Data to use START

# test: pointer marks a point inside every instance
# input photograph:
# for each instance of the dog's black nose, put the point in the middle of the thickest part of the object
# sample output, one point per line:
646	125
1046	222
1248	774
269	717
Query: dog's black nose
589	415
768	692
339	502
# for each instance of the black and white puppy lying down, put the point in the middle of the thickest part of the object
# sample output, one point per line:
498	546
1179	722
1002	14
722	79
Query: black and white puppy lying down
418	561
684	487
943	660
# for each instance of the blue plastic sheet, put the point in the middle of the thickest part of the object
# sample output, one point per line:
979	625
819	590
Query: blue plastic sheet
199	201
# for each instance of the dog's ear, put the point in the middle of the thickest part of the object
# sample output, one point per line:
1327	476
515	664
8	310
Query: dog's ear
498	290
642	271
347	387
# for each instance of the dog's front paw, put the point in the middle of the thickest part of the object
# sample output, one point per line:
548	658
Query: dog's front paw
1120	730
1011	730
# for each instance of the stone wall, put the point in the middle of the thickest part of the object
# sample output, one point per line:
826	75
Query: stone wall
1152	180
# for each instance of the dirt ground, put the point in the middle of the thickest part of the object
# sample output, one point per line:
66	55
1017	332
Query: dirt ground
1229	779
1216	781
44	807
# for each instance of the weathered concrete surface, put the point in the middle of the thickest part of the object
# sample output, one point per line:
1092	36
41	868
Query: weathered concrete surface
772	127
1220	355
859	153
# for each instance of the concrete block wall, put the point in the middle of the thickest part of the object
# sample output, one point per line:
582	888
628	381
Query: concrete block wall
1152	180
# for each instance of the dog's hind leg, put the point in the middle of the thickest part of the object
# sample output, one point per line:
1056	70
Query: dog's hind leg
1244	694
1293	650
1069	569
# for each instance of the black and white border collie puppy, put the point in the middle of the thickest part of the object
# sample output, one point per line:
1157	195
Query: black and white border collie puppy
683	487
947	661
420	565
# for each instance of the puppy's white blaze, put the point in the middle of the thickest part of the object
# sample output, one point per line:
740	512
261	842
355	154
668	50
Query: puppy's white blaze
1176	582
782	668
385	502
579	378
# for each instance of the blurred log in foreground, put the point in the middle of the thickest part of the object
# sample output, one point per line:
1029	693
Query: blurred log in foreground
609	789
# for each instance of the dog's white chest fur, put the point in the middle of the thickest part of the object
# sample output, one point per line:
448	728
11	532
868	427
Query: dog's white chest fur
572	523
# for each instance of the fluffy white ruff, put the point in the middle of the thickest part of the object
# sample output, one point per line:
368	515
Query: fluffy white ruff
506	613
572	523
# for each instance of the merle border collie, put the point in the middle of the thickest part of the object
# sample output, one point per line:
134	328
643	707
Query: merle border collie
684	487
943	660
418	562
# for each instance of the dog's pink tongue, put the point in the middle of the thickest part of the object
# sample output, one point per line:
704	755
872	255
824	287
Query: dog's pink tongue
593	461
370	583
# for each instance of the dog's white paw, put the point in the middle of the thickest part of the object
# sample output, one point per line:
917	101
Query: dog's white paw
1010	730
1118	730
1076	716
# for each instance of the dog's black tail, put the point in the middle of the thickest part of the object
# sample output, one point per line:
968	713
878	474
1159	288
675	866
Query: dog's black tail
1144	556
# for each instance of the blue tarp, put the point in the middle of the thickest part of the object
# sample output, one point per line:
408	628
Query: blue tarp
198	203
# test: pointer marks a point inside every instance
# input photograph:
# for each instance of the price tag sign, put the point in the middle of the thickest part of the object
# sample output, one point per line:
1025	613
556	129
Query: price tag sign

Data to use END

About this task. Your reply should contain every entry, repeated exactly.

Answer to this problem.
# test: pointer marks a point inside every instance
# input photograph:
# for each instance of the dog's black nose, put the point in the middle of the thickest part of the object
# sample output, one point per line:
646	125
1046	222
1248	774
269	717
Query: dog's black nose
589	415
768	692
339	502
# for each instance of the black and white puppy lying down, put the point in the middle of the thickest part of the object
# sample output, one point per line:
498	546
1179	722
1002	14
722	79
Query: black and white puppy lying down
418	561
684	487
943	660
# for each instance of the blue plastic sheet, put the point in the middle of the thickest part of the object
# sample output, one point per line:
979	625
819	590
Query: blue plastic sheet
199	201
# for each instance of the dog's ear, put the point in the middle of the thickest part of the object
# sample output, one point per line:
1327	476
515	664
8	310
Query: dog's ear
498	290
642	271
347	387
# for each instance of the dog's front paw, put the point in the middle of the thickest part of the object
# sample output, one point per line:
548	658
Query: dog's front paw
1120	730
1011	730
# for each instance of the stone wall, put the point in the middle of the thickest part of the object
# sample output, one point per line:
826	75
Query: stone wall
1152	180
# for each instance of the dirt ground, put the point in the middle of the thickest part of the object
# sample output, one point per line:
66	55
1017	332
Query: dirt ground
1229	779
1216	781
44	807
# for each instance of the weathered concrete surface, put the point in the middle of the thickest part of the object
# sample output, one point per line:
1092	36
41	868
Query: weathered concrete surface
772	127
1220	355
859	153
# for each instance of the concrete block wall, put the point in the middle of the thickest part of the object
# sample output, one point per line:
582	888
628	381
Query: concrete block wall
1152	180
# for each instance of the dog's hind leg, put the point in the middle of the thickest part of the object
# sample output, one point per line:
1056	70
Query: dog's hind leg
1244	694
1293	650
1069	569
# for each instance of the black and white border collie puppy, put the point in the middle of the thickest part of the object
# sample output, one point per line:
1157	195
Query: black and white border collie puppy
683	487
947	661
420	565
# for each instance of the puppy's white blaze, put the point in the middle of the thickest part of the object
# sample output, one point per line:
740	512
261	842
355	154
668	50
Query: puppy's white blaze
1176	582
782	668
385	502
579	378
# for each instance of the blurred log in foreground, put the point in the middle of the thickest part of the object
# sample output, one point per line:
1029	693
Query: blurred log in foreground
609	789
# for each instance of the dog's white chest fur, put the point in the middle of the thickest part of the object
# sample output, one point per line:
448	728
11	532
868	427
Query: dog's white chest fur
572	523
# for each instance of the fluffy white ruff, put the point in the middle of the thickest part of the object
# sample output, one point per line:
368	515
Query: fluffy white ruff
506	613
572	523
# for each instance of the merle border collie, put the point in the middle of the thickest part of the object
# sample output, one point per line:
134	328
643	707
Query: merle border collie
684	487
943	660
418	562
# for each instance of the dog's pink tongue, put the point in the middle of the thickest part of the object
# sample output, one point per line:
704	755
872	255
824	287
Query: dog's pink tongue
593	461
370	583
# for each instance of the dog's white paw, put the point in the middle of the thickest part of the object
# sample output, one point per line:
917	101
Query: dog's white paw
1010	730
1118	730
1076	716
# for each instance of the dog's black tail, put the point in the middle of the thickest part of the object
# sample output, one point per line:
968	713
878	474
1159	288
675	866
Query: dog's black tail
1144	556
# for each instance of the blue tarp, put the point in the middle of the thickest part of the object
# sample output, one point per line:
408	628
Query: blue tarp
198	203
# test: pointer marks a point inside every instance
# input photograph:
# for each instance of the price tag sign, put the point in the middle of the thickest part of the object
# sample output, one point per line:
1025	613
556	129
Query: price tag sign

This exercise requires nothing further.